**SCHRIFTLICHE AUFGABE A:**
Ab wann begann laut dem Text über frühe Grenzen das Land in Nordostafrika auszutrocknen?
**SCHRIFTLICHE AUFGABE B:**
Schreib den Text über frühe Grenzen nach seinem letzten Satz weiter.

Tatsächlich kamen die ersten Stadtstaaten, Stämme und andere Völker, die eine gewisse Gruppenidentität (je nach persönlicher Ideologie und Vorliebe des Lesers bitte streichen) besaßen, möglicherweise ohne Grenzen im neuzeitlichen Verständnis aus, und zwar aus dem einfachen Grund, weil die Welt nach heutigen Maßstäben im Großen und Ganzen leer war. Sie hatten zweifellos eine Vorstellung davon, wo das Land, das sie kontrollierten, endete. Doch darüber hinaus war es eher unwahrscheinlich, dass es eine gedachte Linie gab, die die Grenze zu einem anderen Stamm markierte, sondern vielmehr ein Niemandsland, das von keiner Menschenseele verwaltet wurde. Hätte damals jemand Landkarten erfunden, was jedoch nicht der Fall war, hätten diese nicht so sehr wie das heutige Flickwerk aus Nationalstaaten ausgesehen, sondern eher wie das Weltall oder das Meer: Inseln der Ordnung in einem chaotischen Meer.

Einer der ersten Orte, an denen das nicht mehr der Fall war, war Nord­ostafrika. In prähistorischen Zeiten war diese Region die Heimat nomadischer Jäger und Sammler, die auf der Suche nach Nahrung von hier nach dort zogen, möglicherweise mit Viehherden im Schlepptau. Um das 8. Jahrtausend v. Chr. führte ein natürlicher Klimawandel jedoch dazu, dass das Land plötzlich auszutrocknen begann, und über viele Generationen hinweg wurden die Nomaden sesshaft, um die stets fruchtbaren Böden am Fluss zu bewirtschaften. Diese Böden waren aber im Vergleich zu der großen Wüste, die dahinter lag, sehr begrenzt; Sesshaftigkeit bedeutete, dass viele Menschen auf relativ kleinem Raum lebten.

**DATENAUSZUG:**
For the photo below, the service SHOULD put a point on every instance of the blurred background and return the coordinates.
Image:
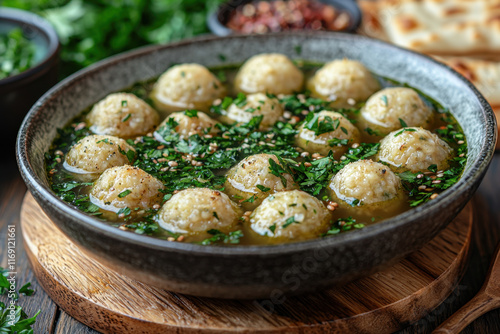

**ERWARTETE ANTWORT A:**
Um das 8. Jahrtausend v. Chr.

**ERWARTETE ANTWORT B:**
Wenn man also chronologisch vorgeht, ist das erste Beispiel für etwas, was einer heutigen internationalen Grenze ähnelt, etwa im 4. Jahrtausend v. Chr., mit ziemlicher Sicherheit diejenige, die man am Nil findet. Nördlich der Grenze lag Unterägypten, das Land des Flussdeltas, ein relativ weites, fruchtbares Gebiet, das häufig überflutet wurde. Im Süden befand sich das höher gelegene Oberägypten, das Land im Flusstal, wo das fruchtbare Land enger begrenzt war und sich alle Siedlungen dicht am Fluss drängten. Die Trennlinie, wenn es überhaupt so etwas wie eine durchgängige Linie gab, lag um den 30. Breitengrad herum. Diese beiden Königreiche hatten unterschiedliche Bräuche und Dialekte und wahrscheinlich auch unterschiedliche geopolitische Interessen, wobei der Norden auf das Mittelmeer und die Levante blickte und der Süden auf Nubien und Afrika. Es gibt auch keinen Grund anzunehmen, dass sie sich als zwei Hälften eines geteilten Ganzen betrachteten. Die Idee eines Landes namens Ägypten entstand erst später.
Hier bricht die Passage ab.